## Challenge
Don't copy the pictures; return every other part of the records exactly.

## Available records
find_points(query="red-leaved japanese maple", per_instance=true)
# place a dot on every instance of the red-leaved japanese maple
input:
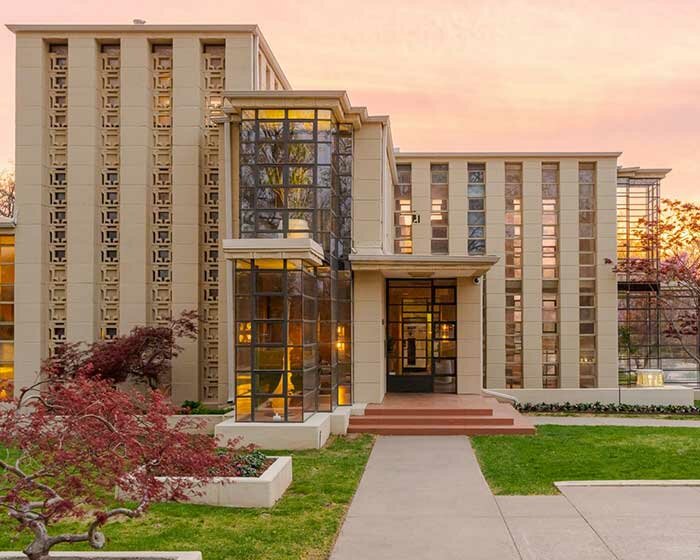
(142, 356)
(67, 447)
(675, 234)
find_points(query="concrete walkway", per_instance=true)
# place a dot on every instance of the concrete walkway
(424, 497)
(611, 421)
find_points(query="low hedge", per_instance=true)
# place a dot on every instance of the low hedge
(614, 408)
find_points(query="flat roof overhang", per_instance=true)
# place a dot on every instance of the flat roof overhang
(305, 249)
(424, 266)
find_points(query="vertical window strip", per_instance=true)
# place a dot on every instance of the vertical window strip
(296, 182)
(213, 69)
(58, 191)
(439, 195)
(476, 214)
(7, 314)
(403, 211)
(550, 276)
(587, 275)
(110, 62)
(161, 183)
(514, 273)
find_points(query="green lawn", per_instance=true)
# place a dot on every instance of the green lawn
(530, 465)
(303, 525)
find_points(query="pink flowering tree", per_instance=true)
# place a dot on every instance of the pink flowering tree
(66, 444)
(676, 234)
(143, 356)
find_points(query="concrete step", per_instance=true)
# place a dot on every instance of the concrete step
(371, 411)
(439, 430)
(431, 420)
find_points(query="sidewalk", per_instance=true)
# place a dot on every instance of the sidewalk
(424, 497)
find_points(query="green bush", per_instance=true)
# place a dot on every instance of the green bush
(196, 407)
(614, 408)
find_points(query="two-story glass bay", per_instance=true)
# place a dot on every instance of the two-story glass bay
(168, 168)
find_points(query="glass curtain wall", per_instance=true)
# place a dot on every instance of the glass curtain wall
(550, 275)
(476, 215)
(7, 314)
(403, 211)
(293, 319)
(588, 377)
(514, 275)
(439, 195)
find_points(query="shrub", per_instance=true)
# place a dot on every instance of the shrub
(613, 408)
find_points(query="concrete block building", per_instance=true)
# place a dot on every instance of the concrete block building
(169, 168)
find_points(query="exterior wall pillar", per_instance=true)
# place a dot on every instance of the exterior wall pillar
(369, 344)
(532, 274)
(568, 275)
(606, 280)
(228, 228)
(469, 336)
(495, 286)
(420, 194)
(134, 206)
(83, 190)
(367, 184)
(457, 206)
(31, 175)
(240, 63)
(187, 120)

## Written solution
find_points(query="red-leaved japanese maple", per_instance=true)
# place a dot on every instance of the red-leaved japanese maple
input:
(142, 356)
(67, 447)
(675, 234)
find_points(query="concrete walkway", per_instance=true)
# place a dot on every instance of the concrete walkway
(424, 497)
(611, 421)
find_points(query="low hedge", per_instance=true)
# place a dot on every instance of the low hedge
(614, 408)
find_points(query="flat roof overhang", per_instance=true)
# place a dot on every instance of the flat roof overhang
(305, 249)
(424, 266)
find_points(query="vertical window strip", per_instance=true)
# place a dot on every instance of the vertical window strip
(296, 182)
(213, 69)
(58, 191)
(439, 195)
(476, 214)
(7, 314)
(403, 211)
(550, 276)
(587, 275)
(110, 62)
(161, 183)
(514, 273)
find_points(query="green lawn", per_instance=true)
# place a dot on every instance of the green lawn
(530, 465)
(303, 525)
find_points(query="pink flowering tree", per_instance=true)
# place a dot on every instance of the pink flowering tree
(66, 444)
(676, 234)
(143, 356)
find_points(query="concrete step", per_instance=true)
# place a dot on every instance of the concrete step
(371, 411)
(439, 430)
(431, 420)
find_points(query="sidewalk", per_instance=true)
# place a dot on every instance of the sidewalk
(424, 497)
find_points(query="green bush", per_instance=true)
# place a dot on every instance of the green bush
(196, 407)
(614, 408)
find_points(query="two-story glass bay", per_instance=true)
# place a dot on every instance of the two-story glass bay
(168, 168)
find_points(query="glass curtain wall", per_instance=true)
# place a dot on every instance of the glass curtain wall
(550, 275)
(476, 215)
(7, 314)
(403, 211)
(293, 319)
(588, 377)
(514, 275)
(439, 195)
find_points(query="shrub", per_instance=true)
# place a dot on every instance of the shrub
(613, 408)
find_points(query="concrete block building", per_instance=true)
# place a dot on every instance of the concrete block building
(169, 168)
find_points(query="exterior wall pillar", per_instance=true)
# place a dot on every instance of the exterior wall pillar
(369, 344)
(532, 274)
(568, 275)
(606, 280)
(228, 228)
(469, 336)
(495, 286)
(420, 194)
(134, 206)
(83, 190)
(367, 184)
(457, 206)
(31, 175)
(240, 63)
(187, 120)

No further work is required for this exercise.